▶ Source document:
━━━━━━━━━━━━━━━━

Milwaukeeans love to boast about their weather almost as much as they love to complain about it. I’m reminded of an old song by John Martyn, “Bless the Weather.” It’s a love song of lament—the refrain noting that what the weather giveth, the weather taketh away: “Bless the weather that brought you to me//Curse the storm that takes you away.” For Milwaukeeans, the beloved and the cursed IS the weather.
We take great pride in our extremes, filling up our social media with screenshots of brutal temperature recordings on our weather apps and pictures of cars buried in snow drifts. Floodwaters so high people post YouTube videos of wading chest-deep down Oakland Avenue. Blizzards that take days to dig out from and that everyone talks about for years afterwards. Heat waves that kill people. Hail the size of baseballs. Derecho winds and tornadoes recorded over 110 miles an hour, knocking down trees and powerlines, casting whole neighborhoods into darkness.
Certainly the weather extremes are what we remember, what we talk about in Milwaukee. When people move away, they usually cite the cold and the (to them) unending winter. New arrivals, particularly from southern or western climes, are astounded by the wardrobes they must acquire to get through the winter—flannel, down, wool, sweaters and fleeces and overcoats, gloves, scarves, hats, boots, and the endless layering that must go on before you set foot outside. Jokes are told: “There are only two seasons in Milwaukee—winter and road construction” (or its variation, “winter and a period of decidedly poor sledding”). Given the Plains to the west, there is nothing, it would seem, during the winter to stop the wind and the cold fronts they bear from the mountains of Colorado or from Canada (those famed “Alberta Clippers”) that ram snow, wind, and cold through Milwaukee with eye-watering force.
Die-hard Milwaukeeans will offer up that such weather “builds character,” and chortle at those stunned by winter’s casual brutality, but we’re also fiercely defensive of our everyday weather as well. I don’t know how often I’ve been told by people who call one coast or another home (and who’ve never been in the Midwest except to change planes in Chicago) that it must be hard living in a place where evidently the sun never shines, where it is grey all the time, as though the weather itself was in cahoots with our bleak, fly-over lives. In the Kevin Smith film Dogma, two angels kicked out of heaven are condemned to Milwaukee. They hang out at the airport. Over their shoulders, it is nothing but grey out the windows. Just to remind us this is Milwaukee (the scene was actually filmed in Pittsburgh), someone is selling cheeseheads in the background, his stall labeled “Cheesehead Country.” The camera pans past the lower part of a poster as the angels Loki (Matt Damon) and Bartleby (Ben Affleck) walk past it. The poster reads, “Wisconsin Winter Magic.” And then one of the angels concocts a plan to get them out of their particular hell, which is Milwaukee.

━━━━━━━━━━━━━━━━

▶ Stated goal: Please copy word for word the part of the Milwaukee weather passage above that opens with "We take great" and closes with "neighborhoods into darkness.".

━━━━━━━━━━━━━━━━

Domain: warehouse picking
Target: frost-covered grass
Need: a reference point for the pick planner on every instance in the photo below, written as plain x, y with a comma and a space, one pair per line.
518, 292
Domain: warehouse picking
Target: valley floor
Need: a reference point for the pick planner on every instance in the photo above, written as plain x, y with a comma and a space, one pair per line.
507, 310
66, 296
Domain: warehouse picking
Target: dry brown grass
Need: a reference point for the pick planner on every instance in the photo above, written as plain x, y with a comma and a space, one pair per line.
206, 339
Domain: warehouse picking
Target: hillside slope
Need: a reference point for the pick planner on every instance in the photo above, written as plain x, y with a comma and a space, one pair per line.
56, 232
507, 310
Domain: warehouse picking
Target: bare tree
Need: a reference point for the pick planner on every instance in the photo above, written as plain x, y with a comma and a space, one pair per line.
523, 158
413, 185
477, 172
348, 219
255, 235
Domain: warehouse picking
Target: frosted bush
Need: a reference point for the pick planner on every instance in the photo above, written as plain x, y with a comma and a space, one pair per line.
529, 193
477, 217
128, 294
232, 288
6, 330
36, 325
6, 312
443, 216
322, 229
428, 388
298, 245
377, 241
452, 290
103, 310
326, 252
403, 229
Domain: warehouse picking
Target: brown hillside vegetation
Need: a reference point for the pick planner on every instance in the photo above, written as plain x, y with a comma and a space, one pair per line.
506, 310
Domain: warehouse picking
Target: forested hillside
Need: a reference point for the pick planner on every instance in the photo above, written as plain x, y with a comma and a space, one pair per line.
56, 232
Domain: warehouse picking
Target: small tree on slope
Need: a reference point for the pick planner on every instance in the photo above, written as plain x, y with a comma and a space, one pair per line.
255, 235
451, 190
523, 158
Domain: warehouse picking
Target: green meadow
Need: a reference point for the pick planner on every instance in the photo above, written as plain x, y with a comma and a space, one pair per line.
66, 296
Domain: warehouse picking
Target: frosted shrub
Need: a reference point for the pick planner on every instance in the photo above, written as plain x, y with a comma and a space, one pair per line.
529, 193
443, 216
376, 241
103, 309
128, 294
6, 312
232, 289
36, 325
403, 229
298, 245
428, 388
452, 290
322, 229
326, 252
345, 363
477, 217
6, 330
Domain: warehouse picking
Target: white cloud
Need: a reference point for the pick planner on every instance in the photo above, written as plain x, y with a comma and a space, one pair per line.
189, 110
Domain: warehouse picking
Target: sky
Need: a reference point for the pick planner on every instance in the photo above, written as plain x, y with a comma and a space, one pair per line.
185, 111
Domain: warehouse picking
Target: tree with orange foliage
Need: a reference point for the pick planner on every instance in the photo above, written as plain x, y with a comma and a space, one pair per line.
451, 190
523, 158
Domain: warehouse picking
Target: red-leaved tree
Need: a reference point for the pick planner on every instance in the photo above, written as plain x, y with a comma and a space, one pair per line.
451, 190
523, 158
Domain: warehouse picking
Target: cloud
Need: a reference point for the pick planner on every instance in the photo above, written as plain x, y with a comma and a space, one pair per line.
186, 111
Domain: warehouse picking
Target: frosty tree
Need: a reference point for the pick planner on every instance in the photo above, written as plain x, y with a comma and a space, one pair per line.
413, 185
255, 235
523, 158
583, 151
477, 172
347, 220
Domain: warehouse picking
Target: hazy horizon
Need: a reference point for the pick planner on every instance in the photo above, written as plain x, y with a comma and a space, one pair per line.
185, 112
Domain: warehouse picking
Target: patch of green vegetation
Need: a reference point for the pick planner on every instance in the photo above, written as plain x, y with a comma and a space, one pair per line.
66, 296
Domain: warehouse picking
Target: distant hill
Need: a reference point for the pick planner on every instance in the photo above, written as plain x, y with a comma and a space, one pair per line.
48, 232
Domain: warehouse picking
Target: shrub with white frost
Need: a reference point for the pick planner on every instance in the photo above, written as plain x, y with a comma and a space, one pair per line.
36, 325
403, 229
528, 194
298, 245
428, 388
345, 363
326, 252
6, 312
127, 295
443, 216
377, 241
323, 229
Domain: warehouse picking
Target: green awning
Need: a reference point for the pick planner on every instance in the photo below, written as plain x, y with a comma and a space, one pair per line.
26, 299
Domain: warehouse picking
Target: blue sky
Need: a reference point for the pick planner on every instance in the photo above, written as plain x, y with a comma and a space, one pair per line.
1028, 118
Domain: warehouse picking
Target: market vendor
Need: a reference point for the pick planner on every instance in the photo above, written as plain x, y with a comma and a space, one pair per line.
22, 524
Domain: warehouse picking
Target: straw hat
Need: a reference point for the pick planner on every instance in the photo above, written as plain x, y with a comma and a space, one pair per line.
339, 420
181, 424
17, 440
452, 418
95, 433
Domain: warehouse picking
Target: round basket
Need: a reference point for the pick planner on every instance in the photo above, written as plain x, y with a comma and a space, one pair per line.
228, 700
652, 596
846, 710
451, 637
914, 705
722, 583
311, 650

━━━━━━━━━━━━━━━━

▶ Task result:
We take great pride in our extremes, filling up our social media with screenshots of brutal temperature recordings on our weather apps and pictures of cars buried in snow drifts. Floodwaters so high people post YouTube videos of wading chest-deep down Oakland Avenue. Blizzards that take days to dig out from and that everyone talks about for years afterwards. Heat waves that kill people. Hail the size of baseballs. Derecho winds and tornadoes recorded over 110 miles an hour, knocking down trees and powerlines, casting whole neighborhoods into darkness.